● **Records supplied**:
################

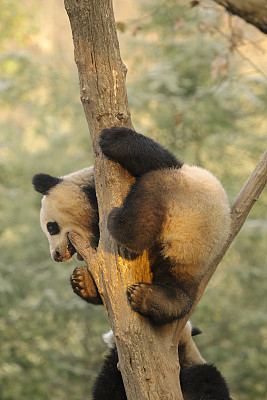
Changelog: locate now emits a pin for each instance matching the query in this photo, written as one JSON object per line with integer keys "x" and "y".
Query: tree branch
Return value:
{"x": 149, "y": 366}
{"x": 147, "y": 356}
{"x": 252, "y": 11}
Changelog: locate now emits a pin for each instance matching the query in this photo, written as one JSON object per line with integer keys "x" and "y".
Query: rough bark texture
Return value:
{"x": 147, "y": 356}
{"x": 252, "y": 11}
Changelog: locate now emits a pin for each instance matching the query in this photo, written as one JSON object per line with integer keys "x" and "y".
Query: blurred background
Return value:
{"x": 197, "y": 83}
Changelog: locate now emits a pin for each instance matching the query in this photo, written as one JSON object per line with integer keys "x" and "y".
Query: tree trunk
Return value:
{"x": 252, "y": 11}
{"x": 147, "y": 356}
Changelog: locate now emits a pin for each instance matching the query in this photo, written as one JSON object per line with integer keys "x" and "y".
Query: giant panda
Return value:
{"x": 199, "y": 380}
{"x": 179, "y": 213}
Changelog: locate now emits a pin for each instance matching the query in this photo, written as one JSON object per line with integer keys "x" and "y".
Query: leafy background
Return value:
{"x": 197, "y": 83}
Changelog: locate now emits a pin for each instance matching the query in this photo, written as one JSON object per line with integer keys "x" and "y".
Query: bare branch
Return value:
{"x": 252, "y": 11}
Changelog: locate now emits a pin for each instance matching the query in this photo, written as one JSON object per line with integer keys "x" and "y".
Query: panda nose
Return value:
{"x": 57, "y": 256}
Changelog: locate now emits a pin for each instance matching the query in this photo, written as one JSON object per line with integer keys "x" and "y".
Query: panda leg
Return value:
{"x": 135, "y": 152}
{"x": 203, "y": 382}
{"x": 84, "y": 286}
{"x": 109, "y": 383}
{"x": 160, "y": 303}
{"x": 137, "y": 224}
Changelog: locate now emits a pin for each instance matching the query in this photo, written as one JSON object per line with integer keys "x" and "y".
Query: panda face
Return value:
{"x": 56, "y": 227}
{"x": 67, "y": 207}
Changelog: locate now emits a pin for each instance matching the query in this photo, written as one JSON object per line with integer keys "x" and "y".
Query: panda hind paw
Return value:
{"x": 139, "y": 297}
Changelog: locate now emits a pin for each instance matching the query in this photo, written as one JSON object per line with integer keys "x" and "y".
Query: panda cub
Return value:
{"x": 179, "y": 213}
{"x": 199, "y": 380}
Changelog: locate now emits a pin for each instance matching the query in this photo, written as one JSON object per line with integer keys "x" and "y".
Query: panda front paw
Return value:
{"x": 139, "y": 297}
{"x": 84, "y": 286}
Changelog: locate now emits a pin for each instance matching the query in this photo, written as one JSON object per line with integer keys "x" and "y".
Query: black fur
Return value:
{"x": 203, "y": 382}
{"x": 91, "y": 195}
{"x": 199, "y": 382}
{"x": 138, "y": 223}
{"x": 135, "y": 152}
{"x": 43, "y": 183}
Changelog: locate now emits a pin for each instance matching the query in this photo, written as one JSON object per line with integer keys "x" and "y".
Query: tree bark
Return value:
{"x": 252, "y": 11}
{"x": 147, "y": 356}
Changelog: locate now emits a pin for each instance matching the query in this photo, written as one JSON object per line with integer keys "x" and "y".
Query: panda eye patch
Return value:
{"x": 53, "y": 228}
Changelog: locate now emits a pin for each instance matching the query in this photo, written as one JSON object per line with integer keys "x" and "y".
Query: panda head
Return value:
{"x": 69, "y": 205}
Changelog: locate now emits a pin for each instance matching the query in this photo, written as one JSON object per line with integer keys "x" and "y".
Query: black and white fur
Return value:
{"x": 199, "y": 381}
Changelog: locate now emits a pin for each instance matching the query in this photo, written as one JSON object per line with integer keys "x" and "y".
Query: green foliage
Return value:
{"x": 215, "y": 120}
{"x": 51, "y": 342}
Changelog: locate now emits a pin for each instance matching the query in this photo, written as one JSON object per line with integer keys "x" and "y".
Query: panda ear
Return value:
{"x": 42, "y": 183}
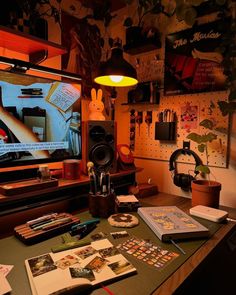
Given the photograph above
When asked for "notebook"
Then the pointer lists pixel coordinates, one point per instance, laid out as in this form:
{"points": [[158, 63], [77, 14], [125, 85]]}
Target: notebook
{"points": [[171, 223]]}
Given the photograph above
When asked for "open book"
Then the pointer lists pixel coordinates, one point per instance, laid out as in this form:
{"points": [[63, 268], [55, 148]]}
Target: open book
{"points": [[76, 269], [170, 223]]}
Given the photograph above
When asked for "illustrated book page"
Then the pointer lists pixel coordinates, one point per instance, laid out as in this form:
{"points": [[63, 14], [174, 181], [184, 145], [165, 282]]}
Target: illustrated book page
{"points": [[63, 95], [79, 268], [170, 222]]}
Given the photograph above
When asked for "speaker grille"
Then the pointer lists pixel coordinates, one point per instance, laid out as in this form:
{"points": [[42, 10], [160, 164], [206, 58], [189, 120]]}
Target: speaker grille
{"points": [[99, 145]]}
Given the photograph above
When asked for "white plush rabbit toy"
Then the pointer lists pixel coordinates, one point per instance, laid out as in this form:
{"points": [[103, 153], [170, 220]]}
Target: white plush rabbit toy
{"points": [[96, 106]]}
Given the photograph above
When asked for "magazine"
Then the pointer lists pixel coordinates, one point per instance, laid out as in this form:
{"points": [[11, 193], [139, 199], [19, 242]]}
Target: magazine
{"points": [[76, 269], [170, 223]]}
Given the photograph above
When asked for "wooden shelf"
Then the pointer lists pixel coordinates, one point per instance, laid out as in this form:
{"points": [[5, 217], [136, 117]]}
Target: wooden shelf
{"points": [[136, 103], [27, 44]]}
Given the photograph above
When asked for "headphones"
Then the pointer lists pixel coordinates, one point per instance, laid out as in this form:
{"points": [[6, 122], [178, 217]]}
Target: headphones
{"points": [[181, 179]]}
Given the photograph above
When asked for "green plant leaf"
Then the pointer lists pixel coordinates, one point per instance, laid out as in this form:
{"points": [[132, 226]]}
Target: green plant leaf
{"points": [[203, 169], [207, 124]]}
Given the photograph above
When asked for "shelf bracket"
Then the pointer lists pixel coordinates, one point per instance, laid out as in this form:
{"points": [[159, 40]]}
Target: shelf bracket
{"points": [[38, 56]]}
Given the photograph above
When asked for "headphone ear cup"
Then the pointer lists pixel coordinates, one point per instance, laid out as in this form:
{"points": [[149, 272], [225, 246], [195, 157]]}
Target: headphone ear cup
{"points": [[183, 180], [177, 179]]}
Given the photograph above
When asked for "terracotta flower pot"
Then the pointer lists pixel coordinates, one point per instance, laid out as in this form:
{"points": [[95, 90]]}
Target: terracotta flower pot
{"points": [[206, 193]]}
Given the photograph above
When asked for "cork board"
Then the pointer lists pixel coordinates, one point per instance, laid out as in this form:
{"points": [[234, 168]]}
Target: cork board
{"points": [[201, 106]]}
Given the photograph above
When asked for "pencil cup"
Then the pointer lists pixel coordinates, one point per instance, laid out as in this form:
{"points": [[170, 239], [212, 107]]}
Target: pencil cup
{"points": [[101, 205]]}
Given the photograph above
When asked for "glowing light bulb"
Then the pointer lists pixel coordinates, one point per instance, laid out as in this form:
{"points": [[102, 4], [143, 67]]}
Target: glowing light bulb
{"points": [[116, 78]]}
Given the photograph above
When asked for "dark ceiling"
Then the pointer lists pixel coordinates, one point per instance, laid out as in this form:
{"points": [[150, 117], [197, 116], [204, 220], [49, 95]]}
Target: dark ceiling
{"points": [[115, 4]]}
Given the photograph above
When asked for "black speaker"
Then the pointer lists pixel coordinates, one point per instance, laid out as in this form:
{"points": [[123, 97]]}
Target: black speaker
{"points": [[99, 145], [181, 179]]}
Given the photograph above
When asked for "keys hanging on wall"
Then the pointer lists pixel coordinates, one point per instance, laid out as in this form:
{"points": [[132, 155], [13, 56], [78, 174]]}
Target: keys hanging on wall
{"points": [[148, 120], [139, 120]]}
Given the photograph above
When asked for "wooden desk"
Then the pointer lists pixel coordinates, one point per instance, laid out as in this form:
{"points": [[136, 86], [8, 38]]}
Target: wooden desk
{"points": [[66, 197], [180, 281]]}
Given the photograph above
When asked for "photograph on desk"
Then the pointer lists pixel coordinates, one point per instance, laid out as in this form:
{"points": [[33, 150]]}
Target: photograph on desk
{"points": [[39, 119], [76, 269]]}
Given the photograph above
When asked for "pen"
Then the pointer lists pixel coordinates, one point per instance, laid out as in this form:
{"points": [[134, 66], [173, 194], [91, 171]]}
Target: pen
{"points": [[69, 245], [43, 226], [83, 231], [76, 226], [41, 218], [31, 89], [30, 96], [56, 223]]}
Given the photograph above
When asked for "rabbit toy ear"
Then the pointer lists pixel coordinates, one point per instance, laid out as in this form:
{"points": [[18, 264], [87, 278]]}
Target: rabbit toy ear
{"points": [[93, 94], [99, 96]]}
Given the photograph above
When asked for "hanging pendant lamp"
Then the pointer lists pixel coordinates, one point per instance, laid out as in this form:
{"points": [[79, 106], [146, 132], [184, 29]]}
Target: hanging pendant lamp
{"points": [[116, 71]]}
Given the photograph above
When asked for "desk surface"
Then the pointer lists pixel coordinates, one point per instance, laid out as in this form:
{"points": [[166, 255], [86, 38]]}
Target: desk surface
{"points": [[14, 252]]}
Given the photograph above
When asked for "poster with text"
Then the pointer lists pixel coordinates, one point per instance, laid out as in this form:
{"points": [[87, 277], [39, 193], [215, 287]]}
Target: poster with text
{"points": [[193, 59]]}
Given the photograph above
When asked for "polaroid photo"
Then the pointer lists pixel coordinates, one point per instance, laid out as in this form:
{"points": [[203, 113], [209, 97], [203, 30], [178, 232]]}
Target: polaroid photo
{"points": [[120, 266], [119, 234], [86, 273], [96, 264], [98, 236], [66, 261], [107, 252], [41, 264], [85, 252]]}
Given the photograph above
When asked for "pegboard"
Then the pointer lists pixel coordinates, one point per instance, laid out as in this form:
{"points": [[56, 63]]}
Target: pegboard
{"points": [[204, 106]]}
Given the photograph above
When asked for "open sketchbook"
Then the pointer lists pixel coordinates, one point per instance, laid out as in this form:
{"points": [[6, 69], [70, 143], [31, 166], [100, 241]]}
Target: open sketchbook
{"points": [[170, 223], [76, 269]]}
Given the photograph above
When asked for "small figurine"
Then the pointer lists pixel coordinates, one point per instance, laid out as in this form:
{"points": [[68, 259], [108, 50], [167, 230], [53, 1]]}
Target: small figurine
{"points": [[96, 106]]}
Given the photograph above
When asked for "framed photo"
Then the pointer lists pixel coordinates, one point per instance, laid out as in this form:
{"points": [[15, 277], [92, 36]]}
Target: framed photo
{"points": [[193, 61]]}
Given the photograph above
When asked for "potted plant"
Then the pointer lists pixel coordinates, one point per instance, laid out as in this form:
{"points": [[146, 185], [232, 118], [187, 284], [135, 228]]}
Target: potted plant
{"points": [[205, 191]]}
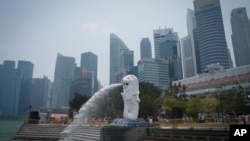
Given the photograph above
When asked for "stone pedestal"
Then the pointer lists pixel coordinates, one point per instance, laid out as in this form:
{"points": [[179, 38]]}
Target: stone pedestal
{"points": [[129, 123], [122, 133]]}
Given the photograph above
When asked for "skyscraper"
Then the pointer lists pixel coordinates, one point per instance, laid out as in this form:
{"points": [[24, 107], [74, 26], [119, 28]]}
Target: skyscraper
{"points": [[89, 61], [145, 48], [127, 62], [116, 45], [154, 71], [158, 35], [40, 93], [10, 82], [169, 48], [64, 74], [210, 34], [27, 69], [240, 36], [188, 48]]}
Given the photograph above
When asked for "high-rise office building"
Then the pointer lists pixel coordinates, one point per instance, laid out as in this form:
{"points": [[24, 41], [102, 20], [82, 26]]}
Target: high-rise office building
{"points": [[154, 71], [127, 62], [40, 93], [189, 66], [64, 74], [240, 36], [10, 83], [158, 35], [89, 62], [83, 82], [169, 48], [27, 69], [116, 45], [210, 34], [145, 48]]}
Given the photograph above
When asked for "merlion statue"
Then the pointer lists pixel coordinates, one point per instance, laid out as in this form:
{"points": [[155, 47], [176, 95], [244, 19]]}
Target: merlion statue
{"points": [[130, 97], [131, 101]]}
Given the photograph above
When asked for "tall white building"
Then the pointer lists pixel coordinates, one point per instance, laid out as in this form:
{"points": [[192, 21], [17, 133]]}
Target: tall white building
{"points": [[189, 64], [64, 74], [154, 71], [158, 35], [240, 36]]}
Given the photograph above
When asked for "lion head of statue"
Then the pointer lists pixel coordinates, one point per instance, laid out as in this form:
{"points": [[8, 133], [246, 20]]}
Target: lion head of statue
{"points": [[130, 86]]}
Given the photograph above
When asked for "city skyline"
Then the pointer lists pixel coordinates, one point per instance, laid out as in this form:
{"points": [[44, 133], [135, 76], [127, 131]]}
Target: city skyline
{"points": [[36, 31]]}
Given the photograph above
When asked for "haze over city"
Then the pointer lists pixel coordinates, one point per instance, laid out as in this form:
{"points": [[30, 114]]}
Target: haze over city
{"points": [[37, 30]]}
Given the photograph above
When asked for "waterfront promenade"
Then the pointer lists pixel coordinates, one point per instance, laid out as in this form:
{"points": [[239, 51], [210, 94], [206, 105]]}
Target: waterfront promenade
{"points": [[165, 128]]}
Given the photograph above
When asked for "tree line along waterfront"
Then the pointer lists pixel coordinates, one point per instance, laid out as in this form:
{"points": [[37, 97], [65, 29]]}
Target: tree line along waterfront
{"points": [[156, 105]]}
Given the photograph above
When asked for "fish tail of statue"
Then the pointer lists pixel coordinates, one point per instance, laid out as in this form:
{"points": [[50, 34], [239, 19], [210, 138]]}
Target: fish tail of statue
{"points": [[131, 101]]}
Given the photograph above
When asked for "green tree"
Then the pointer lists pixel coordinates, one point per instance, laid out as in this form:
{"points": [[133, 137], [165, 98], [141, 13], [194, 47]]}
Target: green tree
{"points": [[170, 102], [176, 91], [232, 100], [194, 106], [210, 104], [76, 103], [150, 103]]}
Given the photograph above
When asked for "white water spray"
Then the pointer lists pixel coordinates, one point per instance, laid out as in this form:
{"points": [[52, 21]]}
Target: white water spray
{"points": [[86, 110]]}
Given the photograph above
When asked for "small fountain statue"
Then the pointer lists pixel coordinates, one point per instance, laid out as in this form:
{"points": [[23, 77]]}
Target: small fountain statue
{"points": [[131, 101]]}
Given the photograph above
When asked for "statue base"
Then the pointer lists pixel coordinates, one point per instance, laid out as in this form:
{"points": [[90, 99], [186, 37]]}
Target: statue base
{"points": [[129, 123]]}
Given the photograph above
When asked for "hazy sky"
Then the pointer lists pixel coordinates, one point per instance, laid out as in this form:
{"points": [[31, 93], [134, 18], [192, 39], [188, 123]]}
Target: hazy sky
{"points": [[36, 30]]}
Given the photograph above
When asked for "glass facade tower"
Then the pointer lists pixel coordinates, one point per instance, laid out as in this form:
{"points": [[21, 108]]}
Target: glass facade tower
{"points": [[210, 34], [116, 45], [64, 74], [145, 48], [240, 36]]}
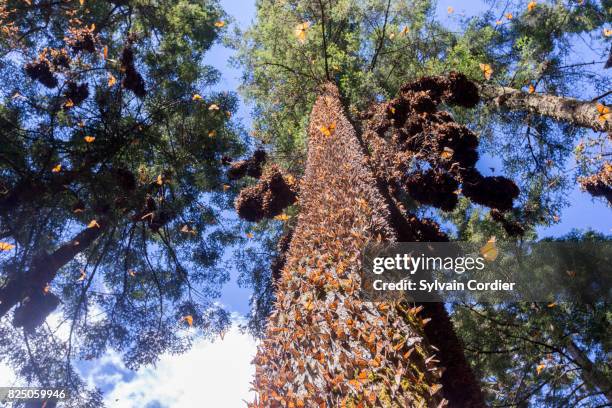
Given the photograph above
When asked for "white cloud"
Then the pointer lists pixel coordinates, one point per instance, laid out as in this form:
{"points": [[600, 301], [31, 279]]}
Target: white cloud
{"points": [[209, 375]]}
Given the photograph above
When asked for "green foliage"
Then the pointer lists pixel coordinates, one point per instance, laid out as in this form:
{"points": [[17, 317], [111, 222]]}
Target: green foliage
{"points": [[140, 154]]}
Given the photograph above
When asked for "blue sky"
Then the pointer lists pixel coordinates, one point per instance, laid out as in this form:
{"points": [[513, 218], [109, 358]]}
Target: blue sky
{"points": [[218, 374], [222, 371]]}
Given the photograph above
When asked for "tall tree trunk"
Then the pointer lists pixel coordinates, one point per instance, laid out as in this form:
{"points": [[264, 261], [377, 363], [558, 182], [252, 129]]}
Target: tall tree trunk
{"points": [[589, 372], [326, 346], [574, 111], [44, 268]]}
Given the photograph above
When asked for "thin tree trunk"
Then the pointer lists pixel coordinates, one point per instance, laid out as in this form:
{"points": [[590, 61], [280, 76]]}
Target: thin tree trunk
{"points": [[325, 345], [44, 268], [589, 372], [573, 111]]}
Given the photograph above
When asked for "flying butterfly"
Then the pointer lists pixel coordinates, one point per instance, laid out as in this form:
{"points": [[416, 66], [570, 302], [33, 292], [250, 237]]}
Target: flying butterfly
{"points": [[301, 30], [487, 71], [489, 250]]}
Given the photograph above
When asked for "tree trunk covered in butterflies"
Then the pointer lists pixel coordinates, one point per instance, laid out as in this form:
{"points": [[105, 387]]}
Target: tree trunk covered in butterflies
{"points": [[573, 111], [325, 345]]}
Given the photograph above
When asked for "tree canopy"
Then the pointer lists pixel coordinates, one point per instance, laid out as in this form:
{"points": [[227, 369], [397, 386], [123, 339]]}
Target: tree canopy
{"points": [[111, 183]]}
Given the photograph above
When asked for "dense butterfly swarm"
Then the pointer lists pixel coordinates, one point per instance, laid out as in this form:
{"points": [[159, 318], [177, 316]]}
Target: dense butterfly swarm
{"points": [[81, 41], [325, 346], [419, 150], [46, 68]]}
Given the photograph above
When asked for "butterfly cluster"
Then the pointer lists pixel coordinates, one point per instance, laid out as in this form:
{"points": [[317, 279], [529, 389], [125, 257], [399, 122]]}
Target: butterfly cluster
{"points": [[325, 345], [423, 152]]}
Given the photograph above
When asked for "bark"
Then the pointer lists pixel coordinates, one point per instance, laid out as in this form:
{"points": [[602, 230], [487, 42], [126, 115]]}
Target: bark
{"points": [[391, 164], [44, 269], [325, 345], [573, 111]]}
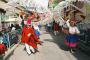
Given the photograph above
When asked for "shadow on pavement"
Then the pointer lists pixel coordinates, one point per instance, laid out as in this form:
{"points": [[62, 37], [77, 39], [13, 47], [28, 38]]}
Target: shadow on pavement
{"points": [[59, 40]]}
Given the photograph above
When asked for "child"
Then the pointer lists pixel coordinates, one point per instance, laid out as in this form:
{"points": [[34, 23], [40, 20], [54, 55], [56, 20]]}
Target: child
{"points": [[72, 38]]}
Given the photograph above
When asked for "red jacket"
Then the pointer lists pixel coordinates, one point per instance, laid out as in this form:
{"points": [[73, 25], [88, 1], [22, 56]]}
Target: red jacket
{"points": [[32, 40]]}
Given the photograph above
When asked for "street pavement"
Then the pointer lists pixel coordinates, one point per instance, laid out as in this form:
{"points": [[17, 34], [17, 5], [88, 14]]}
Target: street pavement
{"points": [[53, 48]]}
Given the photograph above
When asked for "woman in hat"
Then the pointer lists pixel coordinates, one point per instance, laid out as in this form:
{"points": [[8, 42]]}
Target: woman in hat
{"points": [[72, 37], [29, 38]]}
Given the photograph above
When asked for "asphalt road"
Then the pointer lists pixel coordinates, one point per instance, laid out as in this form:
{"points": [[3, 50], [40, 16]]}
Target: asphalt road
{"points": [[53, 49]]}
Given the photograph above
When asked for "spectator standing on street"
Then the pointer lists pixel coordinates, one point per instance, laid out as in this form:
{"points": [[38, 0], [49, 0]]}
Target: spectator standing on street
{"points": [[72, 37], [29, 38]]}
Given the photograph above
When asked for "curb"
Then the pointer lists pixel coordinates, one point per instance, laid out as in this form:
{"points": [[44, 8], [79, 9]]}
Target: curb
{"points": [[10, 52]]}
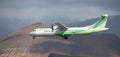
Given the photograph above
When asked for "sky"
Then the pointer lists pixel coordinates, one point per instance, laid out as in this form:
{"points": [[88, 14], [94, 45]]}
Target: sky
{"points": [[50, 11], [15, 14]]}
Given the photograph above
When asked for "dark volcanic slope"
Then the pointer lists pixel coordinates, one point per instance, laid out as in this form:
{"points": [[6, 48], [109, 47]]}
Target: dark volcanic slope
{"points": [[22, 45]]}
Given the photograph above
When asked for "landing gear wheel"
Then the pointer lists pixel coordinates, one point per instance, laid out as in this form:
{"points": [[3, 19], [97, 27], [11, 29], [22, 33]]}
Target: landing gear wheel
{"points": [[65, 38], [33, 37]]}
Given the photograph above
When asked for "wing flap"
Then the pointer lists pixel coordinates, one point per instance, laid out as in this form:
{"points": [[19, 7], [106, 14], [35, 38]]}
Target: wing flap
{"points": [[61, 26]]}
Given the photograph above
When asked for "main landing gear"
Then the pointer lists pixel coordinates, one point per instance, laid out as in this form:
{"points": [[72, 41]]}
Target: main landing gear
{"points": [[33, 37], [65, 38]]}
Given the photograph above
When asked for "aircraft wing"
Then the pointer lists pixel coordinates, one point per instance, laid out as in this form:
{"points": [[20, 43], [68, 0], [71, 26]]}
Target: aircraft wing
{"points": [[61, 26]]}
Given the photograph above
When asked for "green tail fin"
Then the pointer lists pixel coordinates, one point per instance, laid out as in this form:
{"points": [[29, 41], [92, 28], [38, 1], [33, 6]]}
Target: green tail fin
{"points": [[102, 22]]}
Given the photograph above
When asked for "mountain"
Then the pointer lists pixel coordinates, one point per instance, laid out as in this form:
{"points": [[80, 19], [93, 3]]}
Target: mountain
{"points": [[112, 23], [20, 44]]}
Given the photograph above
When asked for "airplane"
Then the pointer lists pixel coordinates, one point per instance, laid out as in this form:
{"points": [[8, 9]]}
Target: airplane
{"points": [[64, 32]]}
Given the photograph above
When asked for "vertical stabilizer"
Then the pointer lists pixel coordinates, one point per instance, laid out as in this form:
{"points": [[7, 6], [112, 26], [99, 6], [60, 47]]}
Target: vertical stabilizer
{"points": [[102, 22]]}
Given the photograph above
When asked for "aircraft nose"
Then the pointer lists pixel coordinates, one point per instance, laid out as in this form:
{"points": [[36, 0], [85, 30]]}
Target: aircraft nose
{"points": [[31, 33]]}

################

● **What you should do**: What lines above mention "background"? Copy each one.

● **Reply to the task**:
Query: blurred background
Query: leafy background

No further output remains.